• **Document excerpt**:
Interaction with Spanish Form 721

If you are a Spanish tax resident and you hold crypto-assets on foreign platforms:

  • Balance at 31 December > €50,000: Form 721 informative return, filed between 1 January and 31 March of the following year.
  • Balance at Spanish regulated exchanges (Bit2Me, etc.): no Form 721, but reported under domestic regime and, from today, via DAC8.
  • DAC8 + Form 721 generate a double cross-check: data reaches the AEAT both from the RCASP of the exchange's country and from the taxpayer's own filing.

DeFi operations and self-managed wallets

DAC8 addresses the difficult question of DeFi and self-custody. The directive imposes obligations on regulated RCASPs, but DeFi protocols without identifiable headquarters or operator fall outside direct reporting. However:

  1. The entry and exit of funds between regulated exchange and own wallet are reported.
  2. DeFi protocols with frontend operated from the EU may fall under MiCA and, by extension, under DAC8.
  3. The OECD and the EU are developing additional DeFi guidance.

In practice: on-chain traceability combined with DAC8 makes DeFi opacity much smaller than originally thought.

How to plan correctly

  1. Maintain rigorous crypto bookkeeping. Per-operation tracking with EUR/USD value at the date of each operation, FIFO or specific identification per jurisdiction.

• **Given data**:
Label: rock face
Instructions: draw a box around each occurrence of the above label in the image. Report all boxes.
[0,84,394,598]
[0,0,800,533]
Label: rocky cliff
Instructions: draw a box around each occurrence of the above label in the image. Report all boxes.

• **The task**:
According to the text on Form 721 and DAC8, when must the Form 721 informative return be filed?

• **Reply**:
Between 1 January and 31 March of the following year.